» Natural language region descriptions
::::
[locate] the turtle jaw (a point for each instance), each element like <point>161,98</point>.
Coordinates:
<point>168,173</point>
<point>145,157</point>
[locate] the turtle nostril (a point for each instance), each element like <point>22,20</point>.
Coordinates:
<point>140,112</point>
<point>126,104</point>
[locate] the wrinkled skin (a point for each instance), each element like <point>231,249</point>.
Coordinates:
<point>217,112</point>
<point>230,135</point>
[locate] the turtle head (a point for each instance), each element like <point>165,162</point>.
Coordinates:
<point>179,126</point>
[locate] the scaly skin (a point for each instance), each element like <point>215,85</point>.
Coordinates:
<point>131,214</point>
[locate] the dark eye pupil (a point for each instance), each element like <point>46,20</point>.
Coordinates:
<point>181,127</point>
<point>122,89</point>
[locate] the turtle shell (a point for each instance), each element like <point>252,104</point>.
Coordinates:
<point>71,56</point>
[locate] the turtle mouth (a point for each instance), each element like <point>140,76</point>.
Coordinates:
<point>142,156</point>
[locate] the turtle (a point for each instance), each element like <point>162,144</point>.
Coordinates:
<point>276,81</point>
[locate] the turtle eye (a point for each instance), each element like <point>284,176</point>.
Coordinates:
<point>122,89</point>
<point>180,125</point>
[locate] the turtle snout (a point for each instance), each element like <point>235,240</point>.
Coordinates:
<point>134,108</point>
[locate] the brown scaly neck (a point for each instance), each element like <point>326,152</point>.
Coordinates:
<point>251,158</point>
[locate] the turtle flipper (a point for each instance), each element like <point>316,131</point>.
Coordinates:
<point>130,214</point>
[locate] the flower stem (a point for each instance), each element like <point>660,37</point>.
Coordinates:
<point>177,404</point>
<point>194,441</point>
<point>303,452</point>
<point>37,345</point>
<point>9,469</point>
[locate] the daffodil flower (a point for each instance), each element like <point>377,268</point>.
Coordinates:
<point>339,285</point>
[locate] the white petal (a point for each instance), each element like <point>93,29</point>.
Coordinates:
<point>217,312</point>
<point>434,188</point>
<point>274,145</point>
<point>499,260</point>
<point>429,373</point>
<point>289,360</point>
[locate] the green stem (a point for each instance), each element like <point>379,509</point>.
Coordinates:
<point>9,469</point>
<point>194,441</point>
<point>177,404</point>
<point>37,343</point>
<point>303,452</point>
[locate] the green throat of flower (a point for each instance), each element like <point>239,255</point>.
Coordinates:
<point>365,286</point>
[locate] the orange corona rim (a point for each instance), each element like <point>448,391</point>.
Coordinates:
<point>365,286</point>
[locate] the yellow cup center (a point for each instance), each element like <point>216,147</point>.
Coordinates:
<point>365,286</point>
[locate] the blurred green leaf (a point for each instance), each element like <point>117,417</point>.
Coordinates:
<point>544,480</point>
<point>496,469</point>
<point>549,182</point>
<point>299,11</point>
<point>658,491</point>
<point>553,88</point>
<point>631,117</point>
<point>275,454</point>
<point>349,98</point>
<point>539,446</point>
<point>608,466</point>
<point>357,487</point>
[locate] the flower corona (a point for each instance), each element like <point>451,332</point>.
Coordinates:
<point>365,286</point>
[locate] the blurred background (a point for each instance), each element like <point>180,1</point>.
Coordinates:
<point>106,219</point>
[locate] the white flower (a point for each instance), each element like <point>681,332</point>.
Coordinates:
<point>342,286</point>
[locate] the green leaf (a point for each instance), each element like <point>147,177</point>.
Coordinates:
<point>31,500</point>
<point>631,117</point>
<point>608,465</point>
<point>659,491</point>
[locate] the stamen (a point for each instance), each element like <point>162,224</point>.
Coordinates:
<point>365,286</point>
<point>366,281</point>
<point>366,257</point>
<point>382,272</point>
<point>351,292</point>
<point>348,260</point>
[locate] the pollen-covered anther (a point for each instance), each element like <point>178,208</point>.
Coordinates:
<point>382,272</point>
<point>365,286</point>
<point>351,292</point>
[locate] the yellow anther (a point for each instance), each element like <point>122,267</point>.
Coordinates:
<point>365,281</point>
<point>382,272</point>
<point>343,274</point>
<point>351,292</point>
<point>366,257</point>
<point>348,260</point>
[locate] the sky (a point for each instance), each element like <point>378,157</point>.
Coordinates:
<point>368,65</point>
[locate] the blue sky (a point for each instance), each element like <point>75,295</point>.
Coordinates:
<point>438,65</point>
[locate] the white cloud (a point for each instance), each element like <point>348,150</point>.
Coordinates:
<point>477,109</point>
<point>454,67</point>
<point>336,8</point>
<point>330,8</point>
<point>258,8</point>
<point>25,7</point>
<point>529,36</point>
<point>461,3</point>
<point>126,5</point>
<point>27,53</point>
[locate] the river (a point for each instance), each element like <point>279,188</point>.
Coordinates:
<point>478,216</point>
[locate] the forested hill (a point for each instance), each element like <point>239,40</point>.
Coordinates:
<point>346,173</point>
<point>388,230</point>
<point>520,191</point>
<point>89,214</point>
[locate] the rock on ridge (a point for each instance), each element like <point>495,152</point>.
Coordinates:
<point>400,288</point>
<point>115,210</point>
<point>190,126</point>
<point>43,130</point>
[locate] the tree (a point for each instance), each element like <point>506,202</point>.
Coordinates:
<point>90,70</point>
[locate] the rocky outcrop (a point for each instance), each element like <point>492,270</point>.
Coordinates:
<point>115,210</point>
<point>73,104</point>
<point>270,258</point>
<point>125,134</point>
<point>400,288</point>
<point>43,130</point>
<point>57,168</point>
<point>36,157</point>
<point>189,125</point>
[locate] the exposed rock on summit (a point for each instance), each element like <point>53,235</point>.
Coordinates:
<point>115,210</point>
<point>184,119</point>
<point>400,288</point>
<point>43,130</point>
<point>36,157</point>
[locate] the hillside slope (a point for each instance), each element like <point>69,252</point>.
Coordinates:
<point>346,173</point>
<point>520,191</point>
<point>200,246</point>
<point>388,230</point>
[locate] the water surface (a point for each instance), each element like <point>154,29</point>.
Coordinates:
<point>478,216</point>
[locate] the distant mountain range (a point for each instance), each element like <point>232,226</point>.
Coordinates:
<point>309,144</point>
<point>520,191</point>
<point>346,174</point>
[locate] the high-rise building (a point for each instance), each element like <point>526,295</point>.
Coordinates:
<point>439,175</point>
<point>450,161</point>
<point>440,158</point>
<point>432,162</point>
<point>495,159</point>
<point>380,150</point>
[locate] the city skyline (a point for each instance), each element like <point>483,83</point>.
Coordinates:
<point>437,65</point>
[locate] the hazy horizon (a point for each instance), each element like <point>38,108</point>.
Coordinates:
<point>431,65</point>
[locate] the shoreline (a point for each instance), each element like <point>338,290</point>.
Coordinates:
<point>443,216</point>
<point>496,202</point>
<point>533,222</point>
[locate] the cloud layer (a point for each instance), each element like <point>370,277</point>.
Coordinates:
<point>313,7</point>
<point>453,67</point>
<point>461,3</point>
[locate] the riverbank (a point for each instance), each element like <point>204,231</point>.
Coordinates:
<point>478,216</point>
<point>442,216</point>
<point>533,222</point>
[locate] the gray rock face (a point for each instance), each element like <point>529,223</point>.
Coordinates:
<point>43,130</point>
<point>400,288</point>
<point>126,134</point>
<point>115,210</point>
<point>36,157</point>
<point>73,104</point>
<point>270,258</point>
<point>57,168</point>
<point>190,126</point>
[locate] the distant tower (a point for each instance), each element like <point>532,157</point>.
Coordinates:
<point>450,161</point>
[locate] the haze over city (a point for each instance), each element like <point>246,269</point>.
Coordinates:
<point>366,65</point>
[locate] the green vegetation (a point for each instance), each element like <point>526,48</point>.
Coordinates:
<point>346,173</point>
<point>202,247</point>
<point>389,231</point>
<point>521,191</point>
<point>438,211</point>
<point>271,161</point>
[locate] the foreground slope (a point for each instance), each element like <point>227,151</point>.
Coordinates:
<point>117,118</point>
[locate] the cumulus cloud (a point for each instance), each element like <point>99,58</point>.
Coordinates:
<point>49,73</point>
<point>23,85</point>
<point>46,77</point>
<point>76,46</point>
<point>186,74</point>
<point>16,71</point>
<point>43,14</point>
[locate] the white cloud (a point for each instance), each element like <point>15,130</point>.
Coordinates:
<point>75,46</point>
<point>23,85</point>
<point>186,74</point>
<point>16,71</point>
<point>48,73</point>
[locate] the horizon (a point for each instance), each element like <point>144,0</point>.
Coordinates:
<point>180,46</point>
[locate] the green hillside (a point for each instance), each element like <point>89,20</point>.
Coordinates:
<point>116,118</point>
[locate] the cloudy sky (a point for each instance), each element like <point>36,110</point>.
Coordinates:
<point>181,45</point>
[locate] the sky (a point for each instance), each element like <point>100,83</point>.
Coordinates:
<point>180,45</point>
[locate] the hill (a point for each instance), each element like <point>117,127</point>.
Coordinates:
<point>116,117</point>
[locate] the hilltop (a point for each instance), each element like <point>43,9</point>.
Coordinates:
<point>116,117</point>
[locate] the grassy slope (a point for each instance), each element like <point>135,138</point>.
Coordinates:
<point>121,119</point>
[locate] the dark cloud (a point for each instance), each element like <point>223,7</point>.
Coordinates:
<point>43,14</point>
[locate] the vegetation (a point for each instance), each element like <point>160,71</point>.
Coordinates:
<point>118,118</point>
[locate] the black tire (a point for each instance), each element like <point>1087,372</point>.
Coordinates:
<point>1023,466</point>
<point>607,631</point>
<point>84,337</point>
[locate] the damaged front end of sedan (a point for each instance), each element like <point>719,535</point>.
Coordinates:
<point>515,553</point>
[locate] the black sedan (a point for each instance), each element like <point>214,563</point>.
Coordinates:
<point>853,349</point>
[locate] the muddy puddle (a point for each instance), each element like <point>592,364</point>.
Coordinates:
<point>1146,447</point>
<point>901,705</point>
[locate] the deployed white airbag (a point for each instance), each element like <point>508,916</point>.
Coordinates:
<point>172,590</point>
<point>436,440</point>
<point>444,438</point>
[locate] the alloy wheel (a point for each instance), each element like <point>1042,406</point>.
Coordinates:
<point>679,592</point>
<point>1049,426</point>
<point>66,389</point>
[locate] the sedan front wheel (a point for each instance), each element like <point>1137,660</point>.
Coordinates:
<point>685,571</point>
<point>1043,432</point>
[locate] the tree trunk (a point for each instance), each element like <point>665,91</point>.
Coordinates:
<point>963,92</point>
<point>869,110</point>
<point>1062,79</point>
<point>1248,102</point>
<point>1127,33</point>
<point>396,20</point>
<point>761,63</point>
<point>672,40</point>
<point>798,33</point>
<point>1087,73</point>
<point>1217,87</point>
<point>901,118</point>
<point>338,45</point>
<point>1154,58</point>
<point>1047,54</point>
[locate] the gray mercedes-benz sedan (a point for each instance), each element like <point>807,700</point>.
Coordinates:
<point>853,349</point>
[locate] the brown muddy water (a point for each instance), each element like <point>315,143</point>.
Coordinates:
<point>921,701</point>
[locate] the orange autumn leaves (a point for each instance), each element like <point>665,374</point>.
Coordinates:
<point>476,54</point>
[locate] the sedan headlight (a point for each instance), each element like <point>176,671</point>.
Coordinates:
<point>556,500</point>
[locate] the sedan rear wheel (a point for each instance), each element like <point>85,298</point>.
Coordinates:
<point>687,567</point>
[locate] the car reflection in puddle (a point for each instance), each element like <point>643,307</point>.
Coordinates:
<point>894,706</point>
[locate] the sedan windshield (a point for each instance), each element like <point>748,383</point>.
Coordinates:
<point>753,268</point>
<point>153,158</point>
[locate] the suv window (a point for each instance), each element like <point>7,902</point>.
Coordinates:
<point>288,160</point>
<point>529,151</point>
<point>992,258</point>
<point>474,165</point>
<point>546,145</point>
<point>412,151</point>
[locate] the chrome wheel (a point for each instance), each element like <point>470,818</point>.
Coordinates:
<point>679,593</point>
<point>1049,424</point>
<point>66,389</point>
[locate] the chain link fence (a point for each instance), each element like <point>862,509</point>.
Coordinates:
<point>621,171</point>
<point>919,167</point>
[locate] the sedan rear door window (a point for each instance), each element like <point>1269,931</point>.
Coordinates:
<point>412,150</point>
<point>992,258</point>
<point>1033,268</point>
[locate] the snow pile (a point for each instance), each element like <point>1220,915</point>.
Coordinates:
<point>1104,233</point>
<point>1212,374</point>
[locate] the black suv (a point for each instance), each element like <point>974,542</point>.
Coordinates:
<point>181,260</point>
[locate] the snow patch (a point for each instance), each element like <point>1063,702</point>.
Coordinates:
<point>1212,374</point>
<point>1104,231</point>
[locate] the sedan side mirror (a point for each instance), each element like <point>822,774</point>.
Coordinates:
::::
» HOW TO COMPLETE THIS TASK
Look above and return each line of the records exactly, from the very first through the line with "[locate] the wrinkled", both included.

» SOLUTION BELOW
[locate] the turtle jaw (a point for each instance), each element like <point>161,98</point>.
Coordinates:
<point>168,173</point>
<point>145,157</point>
[locate] the turtle nostril (a point for each instance), each element like <point>22,20</point>.
Coordinates:
<point>140,112</point>
<point>126,104</point>
[locate] the wrinkled skin (a point for each instance), each element like <point>231,249</point>.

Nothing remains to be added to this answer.